- WHAT TO PRODUCE: Print, exactly as written, the line containing "684, row 141" and every line after it, ending with the final line of the data below.

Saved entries

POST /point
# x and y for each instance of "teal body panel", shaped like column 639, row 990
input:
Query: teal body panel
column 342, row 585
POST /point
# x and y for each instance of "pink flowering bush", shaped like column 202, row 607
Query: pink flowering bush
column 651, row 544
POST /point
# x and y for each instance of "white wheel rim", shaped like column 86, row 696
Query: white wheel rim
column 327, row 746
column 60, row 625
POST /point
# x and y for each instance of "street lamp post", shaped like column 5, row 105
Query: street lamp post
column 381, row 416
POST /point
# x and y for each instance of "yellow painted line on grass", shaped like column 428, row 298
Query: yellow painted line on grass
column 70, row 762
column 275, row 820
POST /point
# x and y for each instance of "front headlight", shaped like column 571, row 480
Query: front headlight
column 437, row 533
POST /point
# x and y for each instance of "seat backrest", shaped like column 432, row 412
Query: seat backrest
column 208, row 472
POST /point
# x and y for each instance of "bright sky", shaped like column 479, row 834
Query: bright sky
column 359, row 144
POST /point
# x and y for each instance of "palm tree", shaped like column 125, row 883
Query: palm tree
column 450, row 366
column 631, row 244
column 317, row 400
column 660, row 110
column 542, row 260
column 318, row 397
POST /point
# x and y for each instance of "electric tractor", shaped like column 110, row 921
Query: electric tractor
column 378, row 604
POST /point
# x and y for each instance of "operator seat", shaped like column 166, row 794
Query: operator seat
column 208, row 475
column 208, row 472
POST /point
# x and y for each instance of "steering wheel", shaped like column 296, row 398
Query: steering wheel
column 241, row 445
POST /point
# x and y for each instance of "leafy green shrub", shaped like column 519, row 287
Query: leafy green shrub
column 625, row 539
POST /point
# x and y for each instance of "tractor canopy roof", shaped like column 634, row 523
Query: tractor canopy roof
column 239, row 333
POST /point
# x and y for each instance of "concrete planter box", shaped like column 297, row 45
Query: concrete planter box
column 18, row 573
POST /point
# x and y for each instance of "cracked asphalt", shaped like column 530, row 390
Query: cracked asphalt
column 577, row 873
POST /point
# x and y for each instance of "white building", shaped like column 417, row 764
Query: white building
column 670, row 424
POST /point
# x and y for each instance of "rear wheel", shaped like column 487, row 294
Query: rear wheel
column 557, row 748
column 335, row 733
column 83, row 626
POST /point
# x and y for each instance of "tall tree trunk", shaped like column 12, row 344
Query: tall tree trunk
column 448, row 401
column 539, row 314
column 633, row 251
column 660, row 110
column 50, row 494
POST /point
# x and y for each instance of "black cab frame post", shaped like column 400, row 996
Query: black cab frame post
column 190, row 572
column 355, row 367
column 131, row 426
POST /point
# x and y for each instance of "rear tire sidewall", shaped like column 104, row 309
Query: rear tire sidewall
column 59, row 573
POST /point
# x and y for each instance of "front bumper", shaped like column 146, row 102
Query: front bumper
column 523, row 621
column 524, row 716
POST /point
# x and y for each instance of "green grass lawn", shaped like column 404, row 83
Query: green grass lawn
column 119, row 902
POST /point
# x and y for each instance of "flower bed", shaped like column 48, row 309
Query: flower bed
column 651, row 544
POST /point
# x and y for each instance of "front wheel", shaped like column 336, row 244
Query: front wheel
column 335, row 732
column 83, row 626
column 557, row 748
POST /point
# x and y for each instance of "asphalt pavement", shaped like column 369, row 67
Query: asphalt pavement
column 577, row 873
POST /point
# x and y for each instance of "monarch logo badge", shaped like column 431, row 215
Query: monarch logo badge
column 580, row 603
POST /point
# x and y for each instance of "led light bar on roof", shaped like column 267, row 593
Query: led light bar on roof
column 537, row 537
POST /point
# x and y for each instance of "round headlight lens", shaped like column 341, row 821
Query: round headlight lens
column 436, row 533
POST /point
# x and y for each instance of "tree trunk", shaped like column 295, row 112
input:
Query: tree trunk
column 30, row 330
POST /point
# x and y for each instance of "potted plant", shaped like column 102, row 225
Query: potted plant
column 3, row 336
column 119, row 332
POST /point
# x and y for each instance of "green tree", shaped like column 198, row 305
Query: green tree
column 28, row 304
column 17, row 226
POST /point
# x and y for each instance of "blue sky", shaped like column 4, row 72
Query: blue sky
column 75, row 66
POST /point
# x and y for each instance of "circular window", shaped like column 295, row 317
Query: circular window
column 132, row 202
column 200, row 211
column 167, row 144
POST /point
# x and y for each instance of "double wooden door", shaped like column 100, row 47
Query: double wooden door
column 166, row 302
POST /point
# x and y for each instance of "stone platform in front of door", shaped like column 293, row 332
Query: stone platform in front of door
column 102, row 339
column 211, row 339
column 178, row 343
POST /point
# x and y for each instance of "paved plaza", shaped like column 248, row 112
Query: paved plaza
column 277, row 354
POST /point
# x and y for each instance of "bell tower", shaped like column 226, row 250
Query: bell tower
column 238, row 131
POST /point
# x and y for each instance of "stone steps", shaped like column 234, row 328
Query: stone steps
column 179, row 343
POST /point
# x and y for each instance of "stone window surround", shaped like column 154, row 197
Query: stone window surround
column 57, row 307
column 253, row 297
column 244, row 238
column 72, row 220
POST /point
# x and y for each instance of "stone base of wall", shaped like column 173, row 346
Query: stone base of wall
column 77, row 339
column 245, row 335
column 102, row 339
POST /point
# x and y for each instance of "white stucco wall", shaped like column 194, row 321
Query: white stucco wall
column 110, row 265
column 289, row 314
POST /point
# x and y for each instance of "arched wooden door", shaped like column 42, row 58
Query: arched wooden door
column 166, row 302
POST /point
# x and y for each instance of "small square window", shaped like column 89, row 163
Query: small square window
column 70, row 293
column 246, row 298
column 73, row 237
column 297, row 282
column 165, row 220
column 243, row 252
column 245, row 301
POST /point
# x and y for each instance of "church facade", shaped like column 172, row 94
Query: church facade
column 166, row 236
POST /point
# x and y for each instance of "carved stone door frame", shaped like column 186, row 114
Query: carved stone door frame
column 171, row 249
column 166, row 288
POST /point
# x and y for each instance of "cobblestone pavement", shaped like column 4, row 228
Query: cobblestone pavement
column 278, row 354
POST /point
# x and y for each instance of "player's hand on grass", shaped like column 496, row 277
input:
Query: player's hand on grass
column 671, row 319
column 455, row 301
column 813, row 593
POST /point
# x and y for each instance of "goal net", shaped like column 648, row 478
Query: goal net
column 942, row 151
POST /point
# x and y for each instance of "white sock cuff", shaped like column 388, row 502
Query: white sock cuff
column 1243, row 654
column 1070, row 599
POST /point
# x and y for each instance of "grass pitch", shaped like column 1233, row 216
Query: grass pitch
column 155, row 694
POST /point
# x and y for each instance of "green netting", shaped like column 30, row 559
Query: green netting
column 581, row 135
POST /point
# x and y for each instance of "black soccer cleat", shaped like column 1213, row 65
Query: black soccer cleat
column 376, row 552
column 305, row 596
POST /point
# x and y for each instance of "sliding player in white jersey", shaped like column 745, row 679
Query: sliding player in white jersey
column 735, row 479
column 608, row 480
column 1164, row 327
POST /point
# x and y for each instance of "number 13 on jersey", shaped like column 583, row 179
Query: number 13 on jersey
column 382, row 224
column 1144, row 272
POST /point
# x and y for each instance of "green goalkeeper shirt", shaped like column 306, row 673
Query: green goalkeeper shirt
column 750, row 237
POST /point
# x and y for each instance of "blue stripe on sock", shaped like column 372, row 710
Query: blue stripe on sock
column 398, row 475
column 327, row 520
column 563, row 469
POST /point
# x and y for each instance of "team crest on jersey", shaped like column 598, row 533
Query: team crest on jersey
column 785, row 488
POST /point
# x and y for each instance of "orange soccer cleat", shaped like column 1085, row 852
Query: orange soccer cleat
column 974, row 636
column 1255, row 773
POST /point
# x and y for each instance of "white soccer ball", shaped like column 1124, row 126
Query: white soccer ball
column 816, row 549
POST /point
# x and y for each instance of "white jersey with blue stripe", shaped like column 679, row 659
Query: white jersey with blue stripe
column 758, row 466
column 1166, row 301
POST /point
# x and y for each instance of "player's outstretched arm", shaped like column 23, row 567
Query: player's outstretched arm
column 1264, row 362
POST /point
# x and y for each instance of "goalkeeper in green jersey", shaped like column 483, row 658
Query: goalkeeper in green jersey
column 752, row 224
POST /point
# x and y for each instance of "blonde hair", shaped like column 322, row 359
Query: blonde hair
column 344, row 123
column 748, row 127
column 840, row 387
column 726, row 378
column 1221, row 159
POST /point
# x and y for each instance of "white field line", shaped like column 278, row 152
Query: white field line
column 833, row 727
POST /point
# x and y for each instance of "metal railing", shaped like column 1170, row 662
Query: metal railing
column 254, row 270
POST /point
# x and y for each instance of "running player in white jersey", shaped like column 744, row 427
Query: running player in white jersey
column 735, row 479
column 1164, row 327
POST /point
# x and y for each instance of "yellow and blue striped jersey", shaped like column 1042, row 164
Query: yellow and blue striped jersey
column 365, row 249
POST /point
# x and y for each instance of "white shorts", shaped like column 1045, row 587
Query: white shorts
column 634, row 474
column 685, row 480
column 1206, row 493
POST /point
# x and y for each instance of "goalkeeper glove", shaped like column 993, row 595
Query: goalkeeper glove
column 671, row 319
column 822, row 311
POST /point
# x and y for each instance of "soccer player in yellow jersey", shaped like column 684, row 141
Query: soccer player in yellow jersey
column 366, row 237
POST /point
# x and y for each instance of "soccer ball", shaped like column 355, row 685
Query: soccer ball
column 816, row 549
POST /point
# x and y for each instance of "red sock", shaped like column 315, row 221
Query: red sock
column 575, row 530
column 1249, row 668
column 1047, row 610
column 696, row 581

- SOLUTION:
# x and y for each instance of "soccer player in yellow jersey", shaped like column 684, row 141
Query: soccer player in yellow jersey
column 366, row 237
POST /point
# x and y for each instance of "soccer ball", shaped like column 355, row 685
Query: soccer ball
column 816, row 549
POST /point
# x and y for each instance of "red sock", shaped like column 315, row 221
Query: red sock
column 575, row 530
column 1249, row 668
column 1047, row 610
column 696, row 581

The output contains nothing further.